= What the task asks =
Rewrite the data below as a JSON list of strings, with one string for each line and blank lines omitted. Leave the pictures out of the answer.

(A run of data)

==============================

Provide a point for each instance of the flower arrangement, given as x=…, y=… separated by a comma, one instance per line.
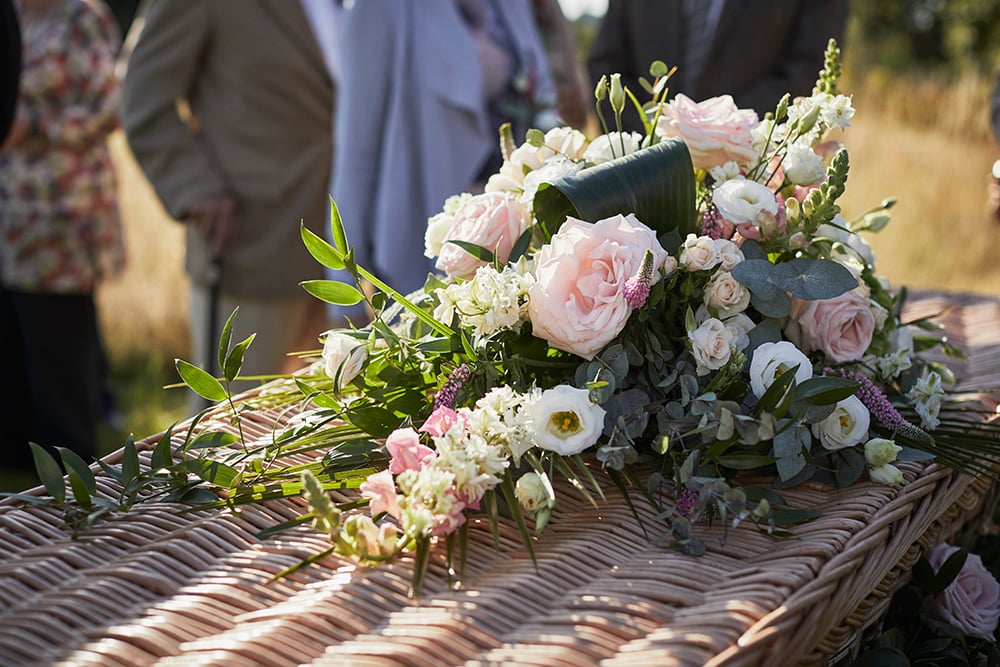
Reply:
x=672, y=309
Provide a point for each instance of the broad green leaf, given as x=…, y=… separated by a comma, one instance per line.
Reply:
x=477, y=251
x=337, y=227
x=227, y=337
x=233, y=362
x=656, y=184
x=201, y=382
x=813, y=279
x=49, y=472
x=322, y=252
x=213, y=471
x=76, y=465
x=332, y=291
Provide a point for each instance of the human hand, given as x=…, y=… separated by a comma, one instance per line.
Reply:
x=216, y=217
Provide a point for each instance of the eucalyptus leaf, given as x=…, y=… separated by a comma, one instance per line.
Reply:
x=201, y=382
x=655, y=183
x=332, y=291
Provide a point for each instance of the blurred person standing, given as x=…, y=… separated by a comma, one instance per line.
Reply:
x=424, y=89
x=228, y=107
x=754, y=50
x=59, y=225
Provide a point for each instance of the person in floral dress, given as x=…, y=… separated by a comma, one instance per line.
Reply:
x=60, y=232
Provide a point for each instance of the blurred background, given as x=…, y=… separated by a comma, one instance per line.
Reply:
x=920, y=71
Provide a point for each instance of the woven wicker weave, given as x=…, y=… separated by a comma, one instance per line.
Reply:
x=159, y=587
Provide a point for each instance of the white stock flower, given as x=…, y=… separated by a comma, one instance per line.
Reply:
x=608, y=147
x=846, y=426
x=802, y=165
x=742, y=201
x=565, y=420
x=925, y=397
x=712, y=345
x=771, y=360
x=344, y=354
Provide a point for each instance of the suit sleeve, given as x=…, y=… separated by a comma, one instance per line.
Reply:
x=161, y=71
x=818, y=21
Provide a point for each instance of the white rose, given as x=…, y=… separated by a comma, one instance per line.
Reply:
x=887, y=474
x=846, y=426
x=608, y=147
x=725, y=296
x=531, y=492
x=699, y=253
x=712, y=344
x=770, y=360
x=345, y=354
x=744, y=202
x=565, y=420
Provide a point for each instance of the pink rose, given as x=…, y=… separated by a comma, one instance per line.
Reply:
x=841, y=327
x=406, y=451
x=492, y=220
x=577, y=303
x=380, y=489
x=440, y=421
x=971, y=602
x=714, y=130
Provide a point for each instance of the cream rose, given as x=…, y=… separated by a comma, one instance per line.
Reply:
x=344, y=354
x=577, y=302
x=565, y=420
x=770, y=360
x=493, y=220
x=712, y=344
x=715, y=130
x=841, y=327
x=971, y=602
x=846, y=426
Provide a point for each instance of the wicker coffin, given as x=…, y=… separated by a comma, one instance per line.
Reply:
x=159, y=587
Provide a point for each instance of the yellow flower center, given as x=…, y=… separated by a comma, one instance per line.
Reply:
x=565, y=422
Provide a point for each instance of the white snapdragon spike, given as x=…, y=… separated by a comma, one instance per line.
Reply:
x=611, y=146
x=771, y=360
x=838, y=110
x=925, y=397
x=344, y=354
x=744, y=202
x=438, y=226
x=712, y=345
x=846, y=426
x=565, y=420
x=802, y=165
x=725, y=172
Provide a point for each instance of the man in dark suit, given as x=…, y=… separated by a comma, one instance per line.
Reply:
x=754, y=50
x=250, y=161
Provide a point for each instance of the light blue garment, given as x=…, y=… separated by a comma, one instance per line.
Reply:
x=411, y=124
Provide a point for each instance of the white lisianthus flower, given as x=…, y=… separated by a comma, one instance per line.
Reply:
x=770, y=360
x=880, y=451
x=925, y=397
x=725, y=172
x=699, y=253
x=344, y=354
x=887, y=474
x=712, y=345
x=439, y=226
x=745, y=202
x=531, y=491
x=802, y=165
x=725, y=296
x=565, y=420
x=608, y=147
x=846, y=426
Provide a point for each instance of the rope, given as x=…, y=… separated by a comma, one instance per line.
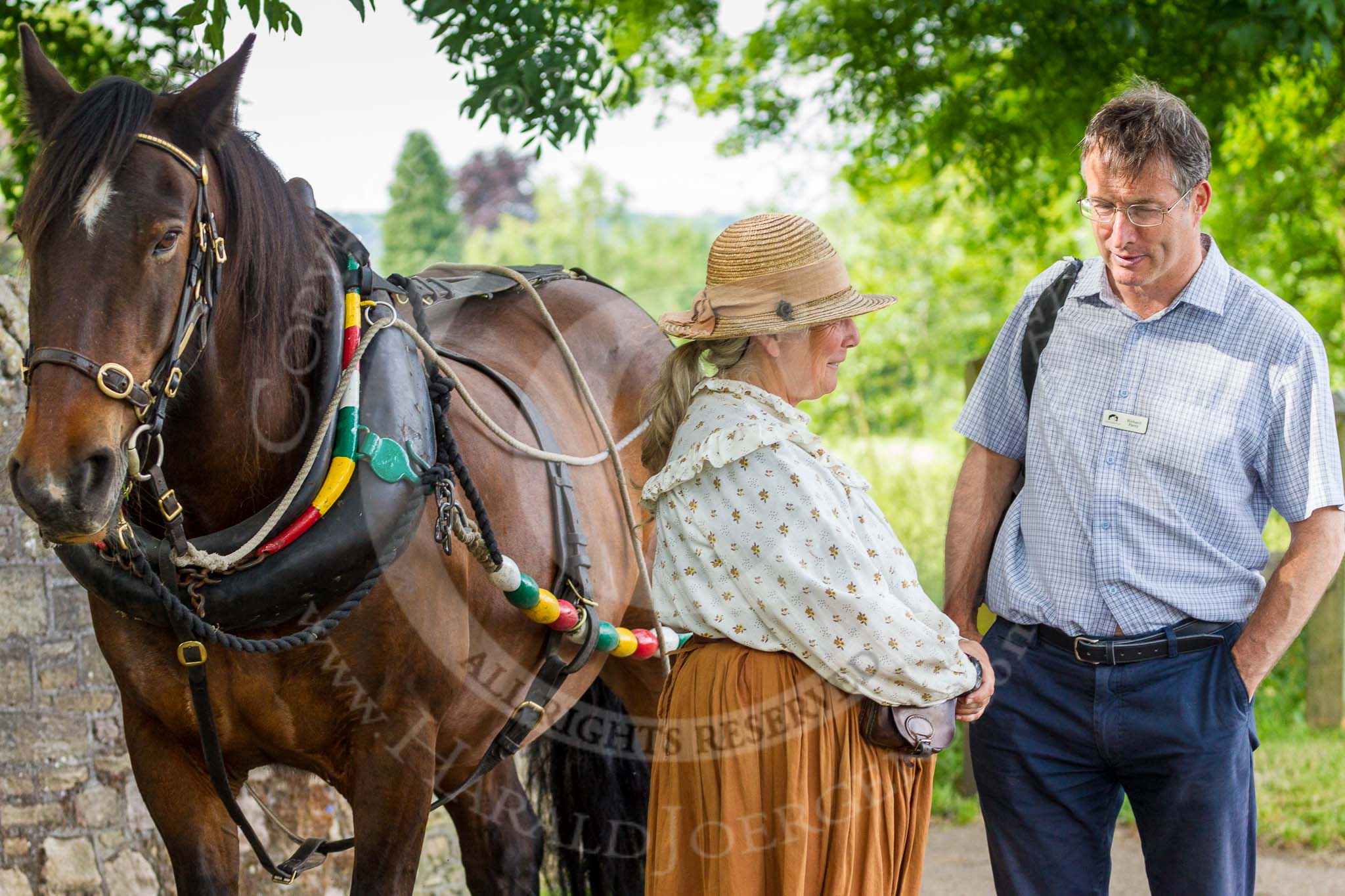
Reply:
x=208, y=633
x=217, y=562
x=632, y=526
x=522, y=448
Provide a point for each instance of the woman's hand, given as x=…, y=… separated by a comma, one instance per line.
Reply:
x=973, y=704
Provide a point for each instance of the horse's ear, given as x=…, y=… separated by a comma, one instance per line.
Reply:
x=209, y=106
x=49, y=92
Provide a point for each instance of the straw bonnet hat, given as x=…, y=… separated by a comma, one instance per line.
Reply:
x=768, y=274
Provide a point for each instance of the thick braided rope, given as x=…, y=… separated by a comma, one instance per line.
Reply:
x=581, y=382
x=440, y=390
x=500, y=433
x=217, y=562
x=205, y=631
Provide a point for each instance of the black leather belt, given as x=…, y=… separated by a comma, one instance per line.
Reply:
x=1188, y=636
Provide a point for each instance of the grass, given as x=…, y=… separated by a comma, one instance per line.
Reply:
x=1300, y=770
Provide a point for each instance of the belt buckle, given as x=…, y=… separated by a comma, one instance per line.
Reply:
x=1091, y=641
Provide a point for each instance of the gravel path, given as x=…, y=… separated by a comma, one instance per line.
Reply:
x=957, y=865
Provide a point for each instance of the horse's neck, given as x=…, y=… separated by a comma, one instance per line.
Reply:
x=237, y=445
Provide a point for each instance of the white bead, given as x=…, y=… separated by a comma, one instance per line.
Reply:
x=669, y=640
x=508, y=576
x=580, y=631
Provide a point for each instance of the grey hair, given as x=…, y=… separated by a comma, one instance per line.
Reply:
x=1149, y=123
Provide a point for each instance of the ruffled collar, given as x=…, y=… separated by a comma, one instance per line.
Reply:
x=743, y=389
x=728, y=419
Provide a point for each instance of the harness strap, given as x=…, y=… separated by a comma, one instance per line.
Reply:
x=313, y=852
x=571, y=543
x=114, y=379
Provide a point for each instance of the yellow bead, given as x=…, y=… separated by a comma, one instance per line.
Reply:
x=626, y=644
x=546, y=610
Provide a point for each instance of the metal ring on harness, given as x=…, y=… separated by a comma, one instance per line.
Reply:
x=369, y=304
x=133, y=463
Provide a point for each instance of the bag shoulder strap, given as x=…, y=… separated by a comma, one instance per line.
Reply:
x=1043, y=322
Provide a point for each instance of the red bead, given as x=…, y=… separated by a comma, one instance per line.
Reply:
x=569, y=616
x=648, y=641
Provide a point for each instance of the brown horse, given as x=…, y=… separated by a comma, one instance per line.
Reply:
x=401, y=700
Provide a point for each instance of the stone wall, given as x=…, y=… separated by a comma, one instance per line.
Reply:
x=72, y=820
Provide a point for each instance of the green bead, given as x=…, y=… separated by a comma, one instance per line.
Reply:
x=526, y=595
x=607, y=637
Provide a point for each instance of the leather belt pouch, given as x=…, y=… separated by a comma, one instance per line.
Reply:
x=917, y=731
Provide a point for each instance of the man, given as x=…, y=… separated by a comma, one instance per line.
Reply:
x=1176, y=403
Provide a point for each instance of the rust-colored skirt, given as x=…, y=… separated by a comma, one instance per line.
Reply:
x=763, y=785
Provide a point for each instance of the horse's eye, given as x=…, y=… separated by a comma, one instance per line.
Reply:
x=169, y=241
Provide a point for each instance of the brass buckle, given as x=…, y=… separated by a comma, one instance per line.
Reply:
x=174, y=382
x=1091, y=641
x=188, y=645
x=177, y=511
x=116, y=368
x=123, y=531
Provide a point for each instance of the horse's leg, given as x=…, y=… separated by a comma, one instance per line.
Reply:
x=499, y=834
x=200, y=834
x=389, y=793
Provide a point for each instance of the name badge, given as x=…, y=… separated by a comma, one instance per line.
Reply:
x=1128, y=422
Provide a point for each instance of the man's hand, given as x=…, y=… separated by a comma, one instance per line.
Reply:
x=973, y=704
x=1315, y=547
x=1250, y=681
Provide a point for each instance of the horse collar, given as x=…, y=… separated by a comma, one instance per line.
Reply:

==============================

= Task output =
[
  "Provide a point for each instance of the flower arrangement, given as x=…, y=… separated by a comma, one instance per line.",
  "Reply:",
  "x=672, y=309",
  "Provide a point for each instance of the broad green leaf, given as x=…, y=… separated by a comma, one instance per line.",
  "Reply:",
  "x=477, y=251",
  "x=337, y=227",
  "x=227, y=337",
  "x=233, y=362",
  "x=656, y=184",
  "x=201, y=382",
  "x=813, y=279",
  "x=49, y=472",
  "x=322, y=252",
  "x=213, y=471",
  "x=76, y=465",
  "x=332, y=291",
  "Provide a point for each instance of the human hand, given as x=…, y=… separated by a comma, one instance per line.",
  "Reply:",
  "x=216, y=217",
  "Provide a point for each instance of the eucalyptus leaf, given as x=…, y=… separated by a comma, one instance per line.",
  "Reply:",
  "x=201, y=382",
  "x=655, y=183",
  "x=332, y=291",
  "Provide a point for each instance of the blurred person standing, given as x=…, y=… separated by a comma, one instance per line.",
  "Reply:",
  "x=424, y=89",
  "x=228, y=107",
  "x=754, y=50",
  "x=59, y=225",
  "Provide a point for each instance of the person in floral dress, given as x=…, y=… separated by a comma, one instance per line.",
  "Reply:",
  "x=60, y=232",
  "Provide a point for each instance of the blurred background, given as x=…, y=… separated by a comma, one instance per line.",
  "Reply:",
  "x=920, y=71",
  "Provide a point for each instance of the woven wicker weave, given as x=…, y=… separated by a comma, one instance per line.",
  "Reply:",
  "x=159, y=587",
  "Provide a point for each instance of the white stock flower, given as x=…, y=… separated by a comma, one instance per line.",
  "Reply:",
  "x=608, y=147",
  "x=846, y=426",
  "x=802, y=165",
  "x=742, y=201",
  "x=565, y=420",
  "x=925, y=397",
  "x=712, y=345",
  "x=771, y=360",
  "x=344, y=354",
  "Provide a point for each instance of the suit sleeve, given as x=…, y=… separated by a comma, one instance per line.",
  "Reply:",
  "x=161, y=71",
  "x=818, y=21",
  "Provide a point for each instance of the white rose, given as x=…, y=… separated by a comma, one instance per line.",
  "Reply:",
  "x=887, y=474",
  "x=846, y=426",
  "x=608, y=147",
  "x=725, y=296",
  "x=531, y=492",
  "x=699, y=253",
  "x=712, y=344",
  "x=770, y=360",
  "x=345, y=354",
  "x=744, y=202",
  "x=565, y=420",
  "Provide a point for each instance of the pink rose, given as x=…, y=… separated by a comma, one instance per line.",
  "Reply:",
  "x=841, y=327",
  "x=406, y=451",
  "x=492, y=220",
  "x=577, y=303",
  "x=380, y=489",
  "x=440, y=421",
  "x=971, y=602",
  "x=714, y=130",
  "Provide a point for each instance of the cream rose, given as x=…, y=… separated by a comma, one instance per line.",
  "Reply:",
  "x=344, y=354",
  "x=577, y=302",
  "x=565, y=420",
  "x=770, y=360",
  "x=493, y=220",
  "x=712, y=344",
  "x=715, y=130",
  "x=841, y=327",
  "x=971, y=602",
  "x=846, y=426",
  "Provide a point for each instance of the wicker coffin, given as x=…, y=… separated by a comma, one instance per line.",
  "Reply:",
  "x=159, y=587",
  "Provide a point for each instance of the yellow flower center, given as x=…, y=… separated by a comma, one instance per line.",
  "Reply:",
  "x=565, y=422",
  "Provide a point for each instance of the white snapdragon spike, given as x=…, y=… separated by a comma, one instance per line.",
  "Reply:",
  "x=611, y=146",
  "x=771, y=360",
  "x=838, y=110",
  "x=925, y=397",
  "x=344, y=354",
  "x=744, y=202",
  "x=438, y=226",
  "x=712, y=345",
  "x=846, y=426",
  "x=565, y=420",
  "x=802, y=165",
  "x=725, y=172",
  "Provide a point for each instance of the man in dark suit, given as x=…, y=… separated by a comma, one instance per line.",
  "Reply:",
  "x=754, y=50",
  "x=250, y=161",
  "Provide a point for each instance of the light blue garment, given as x=…, y=… separated by a comma, one instance per line.",
  "Reply:",
  "x=411, y=124",
  "Provide a point for each instance of the white lisianthus flower, given as x=…, y=… separated by a comma, one instance per line.",
  "Reply:",
  "x=770, y=360",
  "x=880, y=451",
  "x=925, y=397",
  "x=725, y=172",
  "x=699, y=253",
  "x=344, y=354",
  "x=887, y=474",
  "x=712, y=345",
  "x=439, y=226",
  "x=745, y=202",
  "x=531, y=491",
  "x=802, y=165",
  "x=725, y=296",
  "x=565, y=420",
  "x=608, y=147",
  "x=846, y=426",
  "Provide a point for each instance of the rope, given as x=…, y=… separated by a comma, one instance per line.",
  "Reply:",
  "x=208, y=633",
  "x=217, y=562",
  "x=632, y=526",
  "x=522, y=448",
  "Provide a point for each instance of the woman's hand, given as x=…, y=… separated by a comma, one instance per line.",
  "Reply:",
  "x=973, y=704",
  "Provide a point for each instance of the horse's ear, given as x=…, y=… separated by a comma, one instance per line.",
  "Reply:",
  "x=209, y=106",
  "x=49, y=92",
  "Provide a point for each instance of the straw bonnet hat, given as x=…, y=… separated by a comma, one instance per line.",
  "Reply:",
  "x=768, y=274",
  "Provide a point for each instance of the thick braided rope, given as x=…, y=… separated by a comma, one instance per line.",
  "Reply:",
  "x=581, y=382",
  "x=440, y=390",
  "x=500, y=433",
  "x=217, y=562",
  "x=205, y=631",
  "Provide a point for each instance of the black leather belt, given as x=…, y=… separated by a comma, one instance per line.",
  "Reply:",
  "x=1188, y=636",
  "Provide a point for each instance of the grass, given as x=…, y=… separated by a comma, one instance per line.",
  "Reply:",
  "x=1300, y=770",
  "Provide a point for each instance of the belt buckle, given as x=…, y=… separated by a comma, one instance per line.",
  "Reply:",
  "x=1091, y=641",
  "Provide a point for each instance of the gravel path, given as x=…, y=… separated by a comma, one instance per line.",
  "Reply:",
  "x=957, y=865",
  "Provide a point for each instance of the horse's neck, given as x=…, y=… separated by a comma, one instance per line.",
  "Reply:",
  "x=237, y=445",
  "Provide a point for each instance of the white bead, given as x=…, y=… separated by a comma, one instance per line.",
  "Reply:",
  "x=669, y=640",
  "x=508, y=576",
  "x=580, y=631",
  "Provide a point for each instance of the grey hair, given as x=…, y=… separated by a comma, one instance per line.",
  "Reply:",
  "x=1149, y=123",
  "Provide a point for each instance of the ruffled collar, given as x=…, y=… separated by a comma, one instance per line.",
  "Reply:",
  "x=743, y=389",
  "x=728, y=419",
  "Provide a point for each instance of the harness strap, given as x=…, y=… separated by a comma, one instance per line.",
  "Reply:",
  "x=313, y=852",
  "x=571, y=543",
  "x=114, y=379",
  "Provide a point for each instance of the yellow bead, given as x=…, y=… separated by a comma, one instance per line.",
  "Reply:",
  "x=626, y=644",
  "x=546, y=610",
  "Provide a point for each instance of the metal ring on harness, given as x=…, y=… separated by a comma, one instance per line.",
  "Reply:",
  "x=369, y=304",
  "x=133, y=463",
  "Provide a point for each instance of the bag shoulder strap, given as x=…, y=… separated by a comma, one instance per line.",
  "Reply:",
  "x=1043, y=322",
  "Provide a point for each instance of the red bead, given as x=…, y=… separated by a comma, one instance per line.",
  "Reply:",
  "x=569, y=616",
  "x=648, y=641",
  "Provide a point for each instance of the brown horse, given as x=…, y=… separated by a comma, one instance per line.",
  "Reply:",
  "x=401, y=700",
  "Provide a point for each instance of the stone wall, given as x=…, y=… separated by a comma, one instance per line.",
  "Reply:",
  "x=72, y=820",
  "Provide a point for each instance of the green bead, given as x=…, y=… separated by a comma, one instance per line.",
  "Reply:",
  "x=526, y=595",
  "x=607, y=637",
  "Provide a point for each instance of the leather belt pouch, given as x=…, y=… separated by a comma, one instance per line.",
  "Reply:",
  "x=917, y=731",
  "Provide a point for each instance of the man, given as x=…, y=… separated by a comma, one instance per line.",
  "Reply:",
  "x=1176, y=403",
  "Provide a point for each instance of the rust-colored skirt, given as x=…, y=… separated by a comma, one instance per line.",
  "Reply:",
  "x=763, y=785",
  "Provide a point for each instance of the horse's eye, given as x=…, y=… separated by a comma, one instance per line.",
  "Reply:",
  "x=169, y=241",
  "Provide a point for each instance of the brass buckle, given as x=…, y=… separated by a comma, one instance per line.",
  "Reply:",
  "x=174, y=382",
  "x=1091, y=641",
  "x=188, y=645",
  "x=177, y=511",
  "x=116, y=368",
  "x=123, y=531",
  "Provide a point for each instance of the horse's leg, given as x=…, y=… separated by a comma, one instance per line.",
  "Reply:",
  "x=499, y=834",
  "x=200, y=834",
  "x=389, y=793",
  "Provide a point for each instance of the name badge, given as x=…, y=… separated by a comma, one instance per line.",
  "Reply:",
  "x=1128, y=422",
  "Provide a point for each instance of the man's hand, given as x=…, y=… separated by a comma, one instance per line.",
  "Reply:",
  "x=973, y=704",
  "x=1315, y=547",
  "x=1250, y=681",
  "Provide a point for each instance of the horse collar, given as x=…, y=… separated by a comma, one instance per line.",
  "Reply:"
]